(Dataset entries)
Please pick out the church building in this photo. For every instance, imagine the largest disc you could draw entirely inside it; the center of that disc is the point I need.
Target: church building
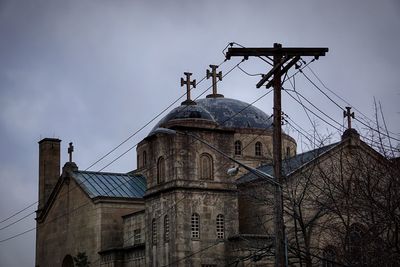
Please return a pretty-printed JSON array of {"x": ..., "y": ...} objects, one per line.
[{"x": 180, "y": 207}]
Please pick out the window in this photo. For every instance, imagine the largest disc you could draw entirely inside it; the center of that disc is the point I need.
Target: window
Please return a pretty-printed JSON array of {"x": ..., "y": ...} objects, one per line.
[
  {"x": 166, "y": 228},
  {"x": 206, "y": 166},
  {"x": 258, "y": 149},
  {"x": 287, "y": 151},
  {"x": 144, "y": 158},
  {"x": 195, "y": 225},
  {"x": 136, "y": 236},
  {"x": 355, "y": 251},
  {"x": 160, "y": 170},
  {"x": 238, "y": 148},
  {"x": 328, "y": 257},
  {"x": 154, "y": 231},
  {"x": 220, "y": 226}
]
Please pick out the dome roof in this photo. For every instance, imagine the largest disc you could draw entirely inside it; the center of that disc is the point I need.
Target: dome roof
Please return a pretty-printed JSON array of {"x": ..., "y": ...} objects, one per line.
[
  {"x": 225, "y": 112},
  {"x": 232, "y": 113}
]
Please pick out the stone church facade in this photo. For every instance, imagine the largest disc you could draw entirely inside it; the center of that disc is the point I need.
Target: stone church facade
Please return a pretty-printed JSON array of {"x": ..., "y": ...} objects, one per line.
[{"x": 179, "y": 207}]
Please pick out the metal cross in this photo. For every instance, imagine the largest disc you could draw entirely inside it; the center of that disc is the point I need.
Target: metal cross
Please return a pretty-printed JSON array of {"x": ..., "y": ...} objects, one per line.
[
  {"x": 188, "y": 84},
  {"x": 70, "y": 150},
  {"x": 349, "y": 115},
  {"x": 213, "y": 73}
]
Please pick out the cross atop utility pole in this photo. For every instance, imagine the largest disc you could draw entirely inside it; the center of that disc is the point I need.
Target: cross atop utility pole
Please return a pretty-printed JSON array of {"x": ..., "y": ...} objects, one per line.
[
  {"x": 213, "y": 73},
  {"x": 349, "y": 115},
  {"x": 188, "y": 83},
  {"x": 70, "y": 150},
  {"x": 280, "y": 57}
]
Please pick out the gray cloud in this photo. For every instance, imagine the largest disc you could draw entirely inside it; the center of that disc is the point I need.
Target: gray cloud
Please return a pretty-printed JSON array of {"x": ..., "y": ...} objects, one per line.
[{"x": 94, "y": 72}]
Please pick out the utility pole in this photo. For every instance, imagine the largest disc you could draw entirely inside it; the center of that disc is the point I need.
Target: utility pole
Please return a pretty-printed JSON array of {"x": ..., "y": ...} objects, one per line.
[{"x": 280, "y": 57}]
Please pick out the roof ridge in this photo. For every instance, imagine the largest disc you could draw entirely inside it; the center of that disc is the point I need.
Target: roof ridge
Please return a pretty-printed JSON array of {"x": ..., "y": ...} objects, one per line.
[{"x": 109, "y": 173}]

▶ _EXERCISE PROMPT_: Whenever the word "instance" shows up in a line of the entries above, copy that line.

▶ _WRITTEN RESPONSE_:
Please pick out the church building in this photo. For every instance, imagine the largest disc you could draw entirely inside it; the center of that disc is the point I need.
Please pick out the window in this photo. For every instance, imagine the largest disc you could draw entirely inside it; the center of that disc is the point I need.
Please pick out the dome roof in this photo. For every instance, imagine the largest disc you could draw entirely inside it; the center of that disc is the point I need.
Please pick out the stone church facade in this photo. For every instance, imagine the largest disc you could draw entirely inside it; the center of that disc is the point I need.
Please pick out the metal cross in this photo. For every instance, imagine the largest disc you could draw entirely inside it; the center of that disc is the point I need.
Please pick out the cross atop utility pole in this photo. For every instance, imagine the largest disc you could draw entirely inside it; the center of that disc is the point I need.
Please pick out the gray cloud in this photo. For every instance, imagine the largest disc you could draw entirely inside it; the center of that disc is the point I need.
Please pick out the utility pole in this photo. For every instance, imagine the largest disc you could draw entirely inside it; the center of that disc is the point I need.
Please pick out the roof ridge in this photo. For every instance, imagine the largest disc you could draw entirely inside it; the center of that disc is the point I need.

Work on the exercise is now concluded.